> [Passage provided]:
--------

Lewis M. Steel (born April 25, 1937) is a civil rights attorney and author who was co-lead counsel of the legal team that freed the boxer Rubin Carter and John Artis after they were wrongly convicted of murder. While working for the NAACP during the 1960s, he worked to desegregate public schools in the North. In 1971 he joined other civil rights lawyers, including William Kunstler, and New York Times columnist Tom Wicker to try to negotiate a settlement of the Attica Prison riot. He was the lead attorney in Avagliano v. Sumitomo Shoji America, 457 U.S. 176 (1982) which established that American subsidiaries of foreign corporations must obey American civil rights laws. He continues working as a civil rights attorney at the New York law firm Outten & Golden LLP, with a special focus on lawsuits that address barriers that make it difficult for formerly incarcerated people to secure employment.

Early life and education 
Steel was born and raised in New York City. His paternal grandmother, Bessie Levy Warner, was a daughter of Moe Levy, who owned an eponymous chain of successful clothing stores. After her first husband died, she married the film executive Albert Warner, who was one of the Warner Brothers. Steel attended Culver Military Academy, Harvard College - where he co-founded the Harvard Opera Guild and produced operas with his lifelong friend, the critic Peter G. Davis - and New York Law School, where he was editor in chief of the law review.

National Association for the Advancement of Colored People 
After law school Steel volunteered to work for the NAACP legal staff and then was hired by NAACP general counsel Robert L. Carter, who won 21 race related cases in the U.S. Supreme Court including Brown v. Board of Education (1954). While Brown repudiated the racial doctrine of separate but equal established in Plessy v. Ferguson (1896), the South and the North resisted integration and the courts required civil rights attorneys to demonstrate that the segregation in place was intentional. In his trials, Steel helped develop Carter's legal theory that used psychological evidence to show that school segregation, whether intentional or not, severely damaged Black children, in cases in Cincinnati, Ohio and Kokomo, Indiana. Steel also used that theory and type of evidence in winning a case against Governor James A. Rhodes of Ohio that required public projects using union construction workers to include blacks.

--------

> [Dataset content]:
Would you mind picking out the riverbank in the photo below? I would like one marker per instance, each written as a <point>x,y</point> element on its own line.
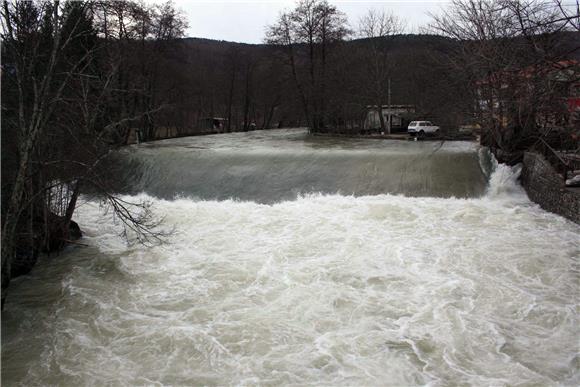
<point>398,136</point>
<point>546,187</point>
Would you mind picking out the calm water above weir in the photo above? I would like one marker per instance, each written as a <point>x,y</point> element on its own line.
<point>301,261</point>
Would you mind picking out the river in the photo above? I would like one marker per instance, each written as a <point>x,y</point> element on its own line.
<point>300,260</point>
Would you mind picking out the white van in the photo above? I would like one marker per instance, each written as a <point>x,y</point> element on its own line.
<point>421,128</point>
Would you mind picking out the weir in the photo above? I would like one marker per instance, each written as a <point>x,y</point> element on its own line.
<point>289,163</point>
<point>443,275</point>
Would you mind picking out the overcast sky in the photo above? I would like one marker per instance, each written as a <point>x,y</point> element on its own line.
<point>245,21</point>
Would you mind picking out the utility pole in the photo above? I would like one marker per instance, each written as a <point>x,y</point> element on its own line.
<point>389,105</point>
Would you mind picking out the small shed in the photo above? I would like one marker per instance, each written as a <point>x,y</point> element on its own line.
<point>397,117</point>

--------

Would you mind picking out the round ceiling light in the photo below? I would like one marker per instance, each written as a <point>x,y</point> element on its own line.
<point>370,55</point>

--------

> [Challenge 1]:
Answer these questions from the biography of Lewis M. Steel:
(a) Which case established that American subsidiaries of foreign corporations must obey American civil rights laws?
(b) At which law school was Steel editor in chief of the law review?
(c) In which two cities did Steel try school segregation cases using psychological evidence?
> [Challenge 2]: Reproduce the part of the Steel biography that opens with the words containing "Early life and" and closes with "the law review.", swapping "Harvard Opera Guild" for "Harvard Opera Society".
> [Challenge 3]: Extend the biography of Lewis M. Steel, picking up after its last sentence.
The material above comes from a separate source.

> [Exercise output 1]:
(a) Avagliano v. Sumitomo Shoji America, 457 U.S. 176 (1982)
(b) New York Law School
(c) Cincinnati, Ohio and Kokomo, Indiana

> [Exercise output 2]:
Early life and education 
Steel was born and raised in New York City. His paternal grandmother, Bessie Levy Warner, was a daughter of Moe Levy, who owned an eponymous chain of successful clothing stores. After her first husband died, she married the film executive Albert Warner, who was one of the Warner Brothers. Steel attended Culver Military Academy, Harvard College - where he co-founded the Harvard Opera Society and produced operas with his lifelong friend, the critic Peter G. Davis - and New York Law School, where he was editor in chief of the law review.

> [Exercise output 3]:
On Oct. 13, 1968 the New York Times Magazine published the controversial article he wrote, "Nine Men in Black Who Think White" which argued that "historically, the Supreme Court has been the enemy of the American black man." Steel contended that, after Brown, the Court slowly retreated on numerous racial issues, leaving most Southern school segregation in place, declining to take on northern racial segregation, allowing injunctions preventing peaceful racial demonstrations and ignoring the misuse of urban renewal federal funds which were supposed to rebuild cities but were used instead to construct highways isolating Blacks. On the day of publication, the NAACP board of directors, in a split vote, with Executive Director Roy Wilkins recommending termination, Steel was subsequently fired. In response, Carter, who lauded Steel's work as well as his article, resigned in protest along with his entire legal staff and stated that he believed that the NAACP board had fired Steel because it felt the legal department was taking on cases that were too controversial.

Private practice 
In the decades that followed Steel pursued civil rights cases in private practice in New York City, at DiSuvero, Meyers, Obermen and Steel, and then at Eisner Levy and Steel LLP. In 1980 he and his colleague from the NAACP, who was Steel's closest professional colleague and friend, Richard Bellman (who was an uncle of Rep. Jamie Raskin), started the civil rights firm Steel and Bellman PC, and later added Susan Ritz and Miriam Clark as partners. The firm took on a wide range of cases, involving discrimination in housing and employment; they freed the wrongfully accused from jail, and pushed for prison reform. The firm represented plaintiffs in a class action lawsuit that alleged racial discrimination in the hiring and promotion of black and Hispanic workers by the New York City Parks Department. The suit, Wright v. Stern, was settled in 2006 when the Parks Department agreed to pay more than $21 million in damages and fees. After Steel Bellman Ritz & Clark disbanded in 2006, Steel joined Outten & Golden, where he is now senior counsel. He also serves as general counsel for the Institute for Policy Studies.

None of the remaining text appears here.